_Exercise requirements_
**1.** Set down, word for word, the stretch of the SECURE Act 2.0 passage from "If you think" through "a secure retirement.".
**2.** Resume the SECURE Act 2.0 passage after its final sentence and carry it forward.

_Provided passage_
● ● ● ● ● ● ●
If you think you heard rumblings about the so-called SECURE Act 2, well, you have.

However, in its early stages it is formally known as the Securing a Strong Retirement Act of 2020.

You can thank Ways and Means Chairman Richard Neal, D-Mass., and Ranking Member Kevin Brady, R-Texas for introducing the bipartisan SECURE Act 2.0 legislation at the end of October in an effort to help greater numbers of Americans successfully save for a secure retirement.

Basically, the bill builds on the original SECURE Act to enable more workers to start saving earlier by saving more for their futures.

What You Should Know

Granted, there could be minor changes along the way before the bill passes, but as 401KSpecialist.com’s John Sullivan points out, the key points are strong.

Here is just a handful to watch for:

1. Automatic enrollment in an employee’s company 401(k) plan, when a new plan is created.

2. Allow individuals to pay down student debt instead of contributing to a 401(k) plan and still receive an employer match in the retirement plan.
● ● ● ● ● ● ●
Shape boundary entries:
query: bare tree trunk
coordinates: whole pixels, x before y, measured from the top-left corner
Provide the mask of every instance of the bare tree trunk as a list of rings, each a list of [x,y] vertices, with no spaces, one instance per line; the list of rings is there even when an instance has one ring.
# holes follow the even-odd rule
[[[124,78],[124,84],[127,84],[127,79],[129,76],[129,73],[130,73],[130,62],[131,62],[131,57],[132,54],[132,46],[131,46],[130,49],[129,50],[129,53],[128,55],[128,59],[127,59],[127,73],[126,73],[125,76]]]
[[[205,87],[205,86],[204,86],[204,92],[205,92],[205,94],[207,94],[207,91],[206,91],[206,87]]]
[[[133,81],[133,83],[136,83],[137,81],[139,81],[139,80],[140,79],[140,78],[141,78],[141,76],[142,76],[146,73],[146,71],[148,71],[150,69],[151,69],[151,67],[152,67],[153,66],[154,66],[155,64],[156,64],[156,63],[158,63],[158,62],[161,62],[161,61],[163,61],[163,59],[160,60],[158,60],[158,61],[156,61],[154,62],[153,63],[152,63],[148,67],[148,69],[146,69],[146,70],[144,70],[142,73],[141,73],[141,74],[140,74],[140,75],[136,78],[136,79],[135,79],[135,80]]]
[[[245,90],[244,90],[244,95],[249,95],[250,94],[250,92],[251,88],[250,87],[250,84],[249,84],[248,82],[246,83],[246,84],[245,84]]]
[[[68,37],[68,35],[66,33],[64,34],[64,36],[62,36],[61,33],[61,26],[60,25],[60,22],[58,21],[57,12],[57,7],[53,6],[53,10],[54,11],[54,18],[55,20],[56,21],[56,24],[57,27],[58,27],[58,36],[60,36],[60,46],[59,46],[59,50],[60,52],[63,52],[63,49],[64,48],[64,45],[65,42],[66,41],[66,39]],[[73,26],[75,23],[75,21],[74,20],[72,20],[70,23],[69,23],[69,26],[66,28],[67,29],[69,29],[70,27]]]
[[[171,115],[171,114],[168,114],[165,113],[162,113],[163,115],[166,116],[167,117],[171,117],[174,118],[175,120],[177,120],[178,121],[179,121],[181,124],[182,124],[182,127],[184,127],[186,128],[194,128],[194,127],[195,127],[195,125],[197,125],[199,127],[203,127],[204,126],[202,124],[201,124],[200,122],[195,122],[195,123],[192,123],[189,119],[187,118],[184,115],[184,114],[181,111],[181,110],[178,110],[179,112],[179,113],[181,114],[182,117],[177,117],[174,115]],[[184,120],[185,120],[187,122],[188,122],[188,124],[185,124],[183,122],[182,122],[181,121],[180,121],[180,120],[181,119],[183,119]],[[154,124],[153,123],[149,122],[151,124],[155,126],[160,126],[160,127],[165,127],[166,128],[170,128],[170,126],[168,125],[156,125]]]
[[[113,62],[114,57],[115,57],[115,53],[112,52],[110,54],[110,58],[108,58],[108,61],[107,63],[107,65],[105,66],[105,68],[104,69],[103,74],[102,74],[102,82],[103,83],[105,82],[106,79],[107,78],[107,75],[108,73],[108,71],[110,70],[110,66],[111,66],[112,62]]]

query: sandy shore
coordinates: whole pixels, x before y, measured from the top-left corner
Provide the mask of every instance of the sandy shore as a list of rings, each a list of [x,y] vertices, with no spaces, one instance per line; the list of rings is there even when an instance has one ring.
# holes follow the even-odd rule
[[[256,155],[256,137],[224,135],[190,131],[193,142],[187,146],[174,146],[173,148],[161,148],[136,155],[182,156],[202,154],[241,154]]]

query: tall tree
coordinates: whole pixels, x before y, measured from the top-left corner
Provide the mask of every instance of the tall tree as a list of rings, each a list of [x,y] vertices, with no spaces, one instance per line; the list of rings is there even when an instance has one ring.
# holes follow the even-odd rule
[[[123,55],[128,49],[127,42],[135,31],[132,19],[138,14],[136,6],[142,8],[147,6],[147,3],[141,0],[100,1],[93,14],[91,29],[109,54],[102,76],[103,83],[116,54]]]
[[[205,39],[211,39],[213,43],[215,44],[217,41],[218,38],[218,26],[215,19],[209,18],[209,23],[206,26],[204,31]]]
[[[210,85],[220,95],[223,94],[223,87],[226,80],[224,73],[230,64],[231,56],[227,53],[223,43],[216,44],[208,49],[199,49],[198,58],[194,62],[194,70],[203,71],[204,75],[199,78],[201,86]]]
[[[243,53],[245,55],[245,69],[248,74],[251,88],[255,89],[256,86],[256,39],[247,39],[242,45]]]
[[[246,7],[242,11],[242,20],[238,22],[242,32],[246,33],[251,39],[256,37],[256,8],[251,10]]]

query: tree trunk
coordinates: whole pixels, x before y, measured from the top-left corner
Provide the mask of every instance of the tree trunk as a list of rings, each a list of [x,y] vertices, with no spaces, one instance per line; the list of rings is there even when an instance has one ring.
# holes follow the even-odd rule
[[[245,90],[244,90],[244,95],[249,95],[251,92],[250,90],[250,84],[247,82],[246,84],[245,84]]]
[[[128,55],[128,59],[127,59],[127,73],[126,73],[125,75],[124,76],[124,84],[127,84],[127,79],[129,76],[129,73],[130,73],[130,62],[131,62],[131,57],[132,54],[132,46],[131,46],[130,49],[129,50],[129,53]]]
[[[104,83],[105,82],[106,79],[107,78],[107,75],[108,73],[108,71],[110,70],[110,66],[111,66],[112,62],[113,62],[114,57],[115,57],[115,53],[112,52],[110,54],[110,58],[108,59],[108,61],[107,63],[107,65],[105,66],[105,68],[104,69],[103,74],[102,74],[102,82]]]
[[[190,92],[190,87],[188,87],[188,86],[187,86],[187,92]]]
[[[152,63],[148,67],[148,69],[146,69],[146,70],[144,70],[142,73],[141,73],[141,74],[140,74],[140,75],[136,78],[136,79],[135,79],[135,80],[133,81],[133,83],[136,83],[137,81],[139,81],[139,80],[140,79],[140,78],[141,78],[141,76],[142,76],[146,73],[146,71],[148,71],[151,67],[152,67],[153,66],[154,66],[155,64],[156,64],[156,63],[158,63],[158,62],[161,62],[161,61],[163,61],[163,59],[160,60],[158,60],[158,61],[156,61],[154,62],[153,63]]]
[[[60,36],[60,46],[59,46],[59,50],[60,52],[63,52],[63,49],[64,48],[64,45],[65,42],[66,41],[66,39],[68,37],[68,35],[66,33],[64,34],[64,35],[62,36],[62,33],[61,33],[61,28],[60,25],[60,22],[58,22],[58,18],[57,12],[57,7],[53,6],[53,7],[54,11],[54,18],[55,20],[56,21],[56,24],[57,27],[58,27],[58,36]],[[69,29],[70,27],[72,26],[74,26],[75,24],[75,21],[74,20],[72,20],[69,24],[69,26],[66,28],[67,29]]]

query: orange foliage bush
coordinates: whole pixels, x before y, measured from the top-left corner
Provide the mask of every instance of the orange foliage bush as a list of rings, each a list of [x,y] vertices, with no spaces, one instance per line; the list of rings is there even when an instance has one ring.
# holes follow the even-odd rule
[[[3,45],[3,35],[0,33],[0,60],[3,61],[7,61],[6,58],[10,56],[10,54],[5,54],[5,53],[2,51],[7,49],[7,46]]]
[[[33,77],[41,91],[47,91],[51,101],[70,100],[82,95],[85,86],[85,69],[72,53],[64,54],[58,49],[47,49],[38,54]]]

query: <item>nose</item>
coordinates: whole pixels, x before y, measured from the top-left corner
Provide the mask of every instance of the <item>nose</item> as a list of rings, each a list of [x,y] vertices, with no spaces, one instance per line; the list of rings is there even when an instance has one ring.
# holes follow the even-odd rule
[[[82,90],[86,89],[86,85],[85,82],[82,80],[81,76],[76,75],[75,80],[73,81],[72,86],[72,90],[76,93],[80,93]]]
● ● ● ● ● ● ●
_The results_
**1.**
If you think you heard rumblings about the so-called SECURE Act 2, well, you have.

However, in its early stages it is formally known as the Securing a Strong Retirement Act of 2020.

You can thank Ways and Means Chairman Richard Neal, D-Mass., and Ranking Member Kevin Brady, R-Texas for introducing the bipartisan SECURE Act 2.0 legislation at the end of October in an effort to help greater numbers of Americans successfully save for a secure retirement.

**2.**
3. Allow individuals to save longer by increasing their required minimum distributions to begin at age 75.

4. Offer individuals 60 and older more flexibility to set aside savings as they approach retirement.

5. The catch-up limits would also rise for 50 and older to save an extra $1,000.

6. Increase (and modernize) the existing tax credit from $1,000 for low and middle-income individuals, to $1,500 for contributions to a retirement plan or IRA (the Saver’s Credit).

7. Allow more flexibility for making gifts to charity through an individual’s IRA.

8. Allow taxpayers to avoid harsh penalties for errors while managing an IRA that could lead to a loss of their retirement savings.

9. Make it easier to locate lost retirement accounts by creating a national online database of lost accounts.

10. Make it easier for military spouses who frequently change jobs to save for their retirement.

When passed, this legislation will be a great step toward encouraging America’s workers to save for retirement. Hefren-Tillotson advisors often point out that it is never too early or too late to start saving for retirement. The tools and vehicles are all there for the taking.